Dataset ▸

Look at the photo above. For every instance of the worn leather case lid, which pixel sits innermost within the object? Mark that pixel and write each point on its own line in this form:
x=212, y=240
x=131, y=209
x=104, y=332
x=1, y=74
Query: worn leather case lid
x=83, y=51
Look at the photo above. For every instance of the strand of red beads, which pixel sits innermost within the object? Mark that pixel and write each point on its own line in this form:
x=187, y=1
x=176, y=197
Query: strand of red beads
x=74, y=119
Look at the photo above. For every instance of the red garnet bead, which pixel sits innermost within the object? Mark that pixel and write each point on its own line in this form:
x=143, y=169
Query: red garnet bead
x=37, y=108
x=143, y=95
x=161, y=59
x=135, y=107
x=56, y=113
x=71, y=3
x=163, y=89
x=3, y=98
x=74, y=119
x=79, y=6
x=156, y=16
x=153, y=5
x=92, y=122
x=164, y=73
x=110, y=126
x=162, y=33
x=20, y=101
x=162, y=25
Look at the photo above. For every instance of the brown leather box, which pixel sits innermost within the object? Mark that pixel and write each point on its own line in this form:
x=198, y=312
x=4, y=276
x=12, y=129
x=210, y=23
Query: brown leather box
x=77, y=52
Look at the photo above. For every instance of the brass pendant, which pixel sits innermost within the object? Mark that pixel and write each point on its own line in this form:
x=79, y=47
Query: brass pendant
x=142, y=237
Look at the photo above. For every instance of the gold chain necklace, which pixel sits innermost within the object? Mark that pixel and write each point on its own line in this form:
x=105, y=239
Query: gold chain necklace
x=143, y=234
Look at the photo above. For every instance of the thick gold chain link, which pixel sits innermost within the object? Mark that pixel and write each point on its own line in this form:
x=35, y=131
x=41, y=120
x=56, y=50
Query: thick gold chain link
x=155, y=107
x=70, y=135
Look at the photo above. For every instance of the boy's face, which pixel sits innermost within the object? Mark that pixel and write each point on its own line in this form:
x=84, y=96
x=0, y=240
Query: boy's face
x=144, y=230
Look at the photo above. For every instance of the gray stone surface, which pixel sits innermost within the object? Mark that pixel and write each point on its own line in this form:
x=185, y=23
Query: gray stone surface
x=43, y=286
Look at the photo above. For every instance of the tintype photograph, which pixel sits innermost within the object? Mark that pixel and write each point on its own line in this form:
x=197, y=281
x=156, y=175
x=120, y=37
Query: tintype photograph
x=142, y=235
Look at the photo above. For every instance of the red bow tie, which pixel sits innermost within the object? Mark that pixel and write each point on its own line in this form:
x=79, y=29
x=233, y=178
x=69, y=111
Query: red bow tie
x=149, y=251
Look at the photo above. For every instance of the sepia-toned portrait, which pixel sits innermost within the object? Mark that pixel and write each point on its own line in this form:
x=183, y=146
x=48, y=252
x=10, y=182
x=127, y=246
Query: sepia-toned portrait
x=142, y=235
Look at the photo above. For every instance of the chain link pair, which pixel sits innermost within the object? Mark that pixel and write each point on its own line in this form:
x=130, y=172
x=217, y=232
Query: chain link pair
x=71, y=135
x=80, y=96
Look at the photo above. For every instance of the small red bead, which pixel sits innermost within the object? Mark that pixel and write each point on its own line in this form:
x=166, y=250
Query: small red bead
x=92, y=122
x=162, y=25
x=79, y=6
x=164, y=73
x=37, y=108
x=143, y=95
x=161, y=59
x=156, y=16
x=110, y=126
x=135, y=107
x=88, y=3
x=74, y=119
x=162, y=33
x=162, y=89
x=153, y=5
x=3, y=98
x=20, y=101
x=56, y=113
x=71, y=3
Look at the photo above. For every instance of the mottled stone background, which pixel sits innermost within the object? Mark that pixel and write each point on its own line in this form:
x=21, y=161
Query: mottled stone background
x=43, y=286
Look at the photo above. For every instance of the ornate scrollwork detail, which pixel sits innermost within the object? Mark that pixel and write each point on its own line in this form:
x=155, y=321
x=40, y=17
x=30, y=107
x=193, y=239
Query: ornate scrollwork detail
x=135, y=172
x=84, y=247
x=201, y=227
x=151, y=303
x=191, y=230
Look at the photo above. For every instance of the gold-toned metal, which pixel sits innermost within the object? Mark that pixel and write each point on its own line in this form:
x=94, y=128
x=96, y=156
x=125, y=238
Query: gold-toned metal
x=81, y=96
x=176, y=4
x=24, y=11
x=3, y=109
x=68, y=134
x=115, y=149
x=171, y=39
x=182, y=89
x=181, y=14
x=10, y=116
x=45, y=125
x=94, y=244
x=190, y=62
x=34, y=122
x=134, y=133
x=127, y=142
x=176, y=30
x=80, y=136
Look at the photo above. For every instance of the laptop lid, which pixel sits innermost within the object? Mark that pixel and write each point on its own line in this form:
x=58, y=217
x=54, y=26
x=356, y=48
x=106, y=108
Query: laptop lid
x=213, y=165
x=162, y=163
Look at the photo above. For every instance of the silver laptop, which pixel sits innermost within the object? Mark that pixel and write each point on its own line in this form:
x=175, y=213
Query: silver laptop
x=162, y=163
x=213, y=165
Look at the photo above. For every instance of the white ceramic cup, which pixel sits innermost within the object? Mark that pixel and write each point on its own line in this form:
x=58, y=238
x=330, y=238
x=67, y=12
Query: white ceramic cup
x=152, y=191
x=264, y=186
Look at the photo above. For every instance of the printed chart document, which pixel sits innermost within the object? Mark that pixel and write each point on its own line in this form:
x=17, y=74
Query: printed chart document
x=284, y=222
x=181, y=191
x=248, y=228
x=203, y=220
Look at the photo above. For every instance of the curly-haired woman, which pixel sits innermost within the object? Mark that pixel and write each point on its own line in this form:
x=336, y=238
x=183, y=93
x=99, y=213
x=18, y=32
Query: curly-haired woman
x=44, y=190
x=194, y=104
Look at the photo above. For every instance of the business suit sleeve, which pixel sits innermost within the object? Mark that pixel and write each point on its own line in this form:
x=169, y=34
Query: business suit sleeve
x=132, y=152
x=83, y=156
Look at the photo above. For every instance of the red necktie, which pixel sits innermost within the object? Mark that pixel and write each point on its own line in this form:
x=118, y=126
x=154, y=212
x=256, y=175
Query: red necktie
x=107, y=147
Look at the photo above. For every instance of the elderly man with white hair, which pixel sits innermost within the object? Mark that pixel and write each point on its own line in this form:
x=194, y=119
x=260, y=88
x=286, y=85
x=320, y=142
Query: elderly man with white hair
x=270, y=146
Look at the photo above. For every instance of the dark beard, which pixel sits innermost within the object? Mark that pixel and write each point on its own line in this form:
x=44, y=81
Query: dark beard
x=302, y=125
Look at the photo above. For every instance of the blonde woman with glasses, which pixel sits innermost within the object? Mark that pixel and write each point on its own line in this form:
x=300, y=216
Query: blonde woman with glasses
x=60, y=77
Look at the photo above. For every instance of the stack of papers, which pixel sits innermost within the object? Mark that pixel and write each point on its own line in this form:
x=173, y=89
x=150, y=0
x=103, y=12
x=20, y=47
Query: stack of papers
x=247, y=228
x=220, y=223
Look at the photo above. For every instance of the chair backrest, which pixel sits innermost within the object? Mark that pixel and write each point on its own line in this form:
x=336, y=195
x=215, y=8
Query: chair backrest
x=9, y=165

Your goal ▸
Convert every line of the listing above into a Markdown table with the columns No. and Line, numbering the rows in order and skipping blank lines.

Final result ▸
| No. | Line |
|---|---|
| 1 | Look at the photo above. For every instance of the worn leather case lid, which pixel sits innermost within the object? Mark that pixel and write each point on its own line in this form: |
| 2 | x=212, y=240 |
| 3 | x=131, y=209 |
| 4 | x=104, y=332 |
| 5 | x=1, y=74 |
| 6 | Query: worn leather case lid |
| 7 | x=83, y=51 |
| 8 | Look at the photo above. For every instance of the strand of red beads, which pixel sits innermost within the object? Mark that pixel and write each point on its own line in this form: |
| 9 | x=187, y=1 |
| 10 | x=176, y=197 |
| 11 | Query: strand of red beads |
| 12 | x=74, y=119 |
| 13 | Look at the photo above. For every instance of the red garnet bead, which pixel sits innermost within the object? Mark that pixel and write each point on its own line in this form: |
| 14 | x=143, y=169 |
| 15 | Query: red garnet bead |
| 16 | x=37, y=108 |
| 17 | x=143, y=95 |
| 18 | x=161, y=59 |
| 19 | x=135, y=107 |
| 20 | x=56, y=113 |
| 21 | x=71, y=3 |
| 22 | x=163, y=89 |
| 23 | x=3, y=98 |
| 24 | x=74, y=119 |
| 25 | x=79, y=6 |
| 26 | x=156, y=16 |
| 27 | x=153, y=5 |
| 28 | x=92, y=122 |
| 29 | x=164, y=73 |
| 30 | x=110, y=126 |
| 31 | x=162, y=33 |
| 32 | x=20, y=101 |
| 33 | x=162, y=25 |
| 34 | Look at the photo above. For every instance of the brown leather box, which pixel sits innermost within the object? Mark that pixel and write each point on its own line in this form: |
| 35 | x=198, y=312 |
| 36 | x=4, y=276 |
| 37 | x=12, y=129 |
| 38 | x=210, y=23 |
| 39 | Query: brown leather box |
| 40 | x=77, y=52 |
| 41 | Look at the photo above. For every instance of the brass pendant, which pixel sits innermost within the object? Mark that pixel and write each point on its own line in this form: |
| 42 | x=79, y=47 |
| 43 | Query: brass pendant |
| 44 | x=142, y=237 |
| 45 | Look at the photo above. For every instance of the gold chain necklace, which pixel sits innermost within the object? Mark that pixel and write each point on its own line in this form: |
| 46 | x=105, y=239 |
| 47 | Query: gold chain necklace |
| 48 | x=143, y=234 |
| 49 | Look at the photo above. For every instance of the thick gold chain link, which pixel sits innermost within the object? Mark that pixel and write each point on its own line in this form: |
| 50 | x=35, y=131 |
| 51 | x=41, y=120 |
| 52 | x=56, y=50 |
| 53 | Query: thick gold chain link |
| 54 | x=155, y=107 |
| 55 | x=70, y=135 |
| 56 | Look at the photo above. For every instance of the boy's face, which pixel sits innermost within the object? Mark that pixel and write each point on its own line in this form: |
| 57 | x=84, y=96 |
| 58 | x=0, y=240 |
| 59 | Query: boy's face |
| 60 | x=144, y=230 |
| 61 | Look at the photo above. For every instance of the gray stone surface, which pixel sits innermost within the object? Mark that pixel and write each point on its own line in this form: |
| 62 | x=185, y=23 |
| 63 | Query: gray stone surface |
| 64 | x=43, y=286 |
| 65 | Look at the photo above. For every instance of the tintype photograph, which pixel sits innermost within the object? Mark that pixel and write each point on its own line in this form: |
| 66 | x=197, y=281 |
| 67 | x=156, y=175 |
| 68 | x=120, y=37 |
| 69 | Query: tintype photograph |
| 70 | x=142, y=235 |
| 71 | Look at the photo above. For every instance of the red bow tie, which pixel sits innermost within the object? Mark that pixel and write each point on its own line in this form: |
| 72 | x=79, y=29 |
| 73 | x=233, y=178 |
| 74 | x=69, y=111 |
| 75 | Query: red bow tie |
| 76 | x=149, y=251 |
| 77 | Look at the photo above. For every instance of the sepia-toned portrait, which pixel sits innermost within the object? Mark that pixel and write each point on its own line in this form: |
| 78 | x=183, y=146 |
| 79 | x=48, y=252 |
| 80 | x=10, y=182 |
| 81 | x=127, y=246 |
| 82 | Query: sepia-toned portrait |
| 83 | x=142, y=235 |
| 84 | Look at the photo above. For every instance of the chain link pair, which pixel sits innermost within the object? Mark that pixel and write each point on its own line in this form: |
| 85 | x=130, y=172 |
| 86 | x=217, y=232 |
| 87 | Query: chain link pair |
| 88 | x=71, y=135 |
| 89 | x=80, y=96 |
| 90 | Look at the photo above. For every instance of the small red bead, which pixel sits innermost within the object? Mark that pixel and write each point on its own line in this form: |
| 91 | x=166, y=250 |
| 92 | Query: small red bead |
| 93 | x=92, y=122 |
| 94 | x=162, y=25 |
| 95 | x=79, y=6 |
| 96 | x=164, y=73 |
| 97 | x=37, y=108 |
| 98 | x=143, y=95 |
| 99 | x=161, y=59 |
| 100 | x=156, y=16 |
| 101 | x=110, y=126 |
| 102 | x=135, y=107 |
| 103 | x=88, y=3 |
| 104 | x=74, y=119 |
| 105 | x=162, y=33 |
| 106 | x=162, y=89 |
| 107 | x=153, y=5 |
| 108 | x=3, y=98 |
| 109 | x=20, y=101 |
| 110 | x=56, y=113 |
| 111 | x=71, y=3 |
| 112 | Look at the photo above. For every instance of the mottled stone background, which pixel sits innermost within the object? Mark that pixel and write each point on its own line in this form: |
| 113 | x=21, y=161 |
| 114 | Query: mottled stone background |
| 115 | x=43, y=286 |
| 116 | Look at the photo above. For every instance of the ornate scrollwork detail, which pixel sits innermost within the object? Mark that pixel and write each point on its own line in this form: |
| 117 | x=155, y=321 |
| 118 | x=40, y=17 |
| 119 | x=30, y=107 |
| 120 | x=193, y=239 |
| 121 | Query: ornate scrollwork detail |
| 122 | x=135, y=172 |
| 123 | x=84, y=247 |
| 124 | x=201, y=227 |
| 125 | x=151, y=303 |
| 126 | x=191, y=230 |
| 127 | Look at the photo above. For every instance of the gold-toned metal, which pixel sits innermost within the object? Mark that pixel and write each point on its own line in this form: |
| 128 | x=94, y=128 |
| 129 | x=96, y=156 |
| 130 | x=125, y=238 |
| 131 | Query: gold-toned metal |
| 132 | x=81, y=96 |
| 133 | x=176, y=4 |
| 134 | x=24, y=11 |
| 135 | x=3, y=109 |
| 136 | x=68, y=134 |
| 137 | x=115, y=149 |
| 138 | x=171, y=39 |
| 139 | x=182, y=89 |
| 140 | x=181, y=14 |
| 141 | x=10, y=116 |
| 142 | x=45, y=125 |
| 143 | x=94, y=244 |
| 144 | x=190, y=62 |
| 145 | x=34, y=122 |
| 146 | x=134, y=133 |
| 147 | x=127, y=142 |
| 148 | x=176, y=30 |
| 149 | x=80, y=136 |
| 150 | Look at the photo above. For every instance of the laptop lid, which pixel sits innermost within the object? Mark that pixel and write each point on its own line in this form: |
| 151 | x=58, y=217 |
| 152 | x=54, y=26 |
| 153 | x=356, y=48 |
| 154 | x=106, y=108 |
| 155 | Query: laptop lid |
| 156 | x=213, y=165 |
| 157 | x=162, y=163 |
| 158 | Look at the photo above. For every instance of the silver laptop, which pixel sits innermost within the object? Mark that pixel and write each point on its own line in this form: |
| 159 | x=175, y=213 |
| 160 | Query: silver laptop |
| 161 | x=162, y=163 |
| 162 | x=213, y=165 |
| 163 | Look at the photo above. For every instance of the white ceramic cup, which pixel sits innermost within the object? Mark that pixel and write each point on its own line in this form: |
| 164 | x=58, y=238 |
| 165 | x=330, y=238 |
| 166 | x=67, y=12 |
| 167 | Query: white ceramic cup |
| 168 | x=152, y=191 |
| 169 | x=264, y=186 |
| 170 | Look at the photo above. For every instance of the printed chart document, which pixel sits innermost within the object? Mark that pixel and write each point on its own line in this form: |
| 171 | x=17, y=74 |
| 172 | Query: printed chart document |
| 173 | x=284, y=222 |
| 174 | x=181, y=191 |
| 175 | x=248, y=228 |
| 176 | x=203, y=220 |
| 177 | Look at the photo above. For every instance of the curly-haired woman, which pixel sits innermost within the object? Mark that pixel and write each point on its own line in this form: |
| 178 | x=336, y=238 |
| 179 | x=183, y=93 |
| 180 | x=99, y=213 |
| 181 | x=18, y=32 |
| 182 | Query: curly-haired woman |
| 183 | x=44, y=190 |
| 184 | x=194, y=104 |
| 185 | Look at the photo above. For every instance of the business suit sleeve, which pixel sits innermost within the object? Mark that pixel and write each point on its own line in this form: |
| 186 | x=169, y=34 |
| 187 | Query: business suit sleeve |
| 188 | x=132, y=152 |
| 189 | x=83, y=156 |
| 190 | Look at the photo above. For every instance of the red necktie, which pixel sits innermost within the object? Mark that pixel and write each point on its own line in this form: |
| 191 | x=118, y=126 |
| 192 | x=154, y=212 |
| 193 | x=256, y=175 |
| 194 | Query: red necktie |
| 195 | x=107, y=147 |
| 196 | Look at the photo above. For every instance of the elderly man with white hair, which pixel sits innermost within the object? Mark that pixel and write each point on its own line in this form: |
| 197 | x=194, y=119 |
| 198 | x=260, y=88 |
| 199 | x=286, y=85 |
| 200 | x=320, y=142 |
| 201 | Query: elderly man with white hair |
| 202 | x=270, y=146 |
| 203 | Look at the photo above. For every instance of the dark beard, which pixel sits innermost within the object? Mark that pixel and write each point on its own line in this form: |
| 204 | x=44, y=81 |
| 205 | Query: dark beard |
| 206 | x=302, y=125 |
| 207 | Look at the photo above. For every instance of the blonde woman with glasses, which pixel sits innermost within the object? Mark that pixel and write each point on its own line in this form: |
| 208 | x=300, y=216 |
| 209 | Query: blonde woman with glasses |
| 210 | x=60, y=77 |
| 211 | Look at the photo above. For every instance of the stack of papers, which pixel sits innermost within the object? Mark that pixel and write each point on its own line in this form: |
| 212 | x=173, y=89 |
| 213 | x=150, y=0 |
| 214 | x=103, y=12 |
| 215 | x=20, y=47 |
| 216 | Query: stack of papers |
| 217 | x=247, y=228 |
| 218 | x=220, y=223 |
| 219 | Look at the photo above. For every instance of the chair backrest, which pixel sits innermost within the object? Mark that pixel and write each point on its own line in this form: |
| 220 | x=336, y=195 |
| 221 | x=215, y=8 |
| 222 | Query: chair backrest |
| 223 | x=9, y=165 |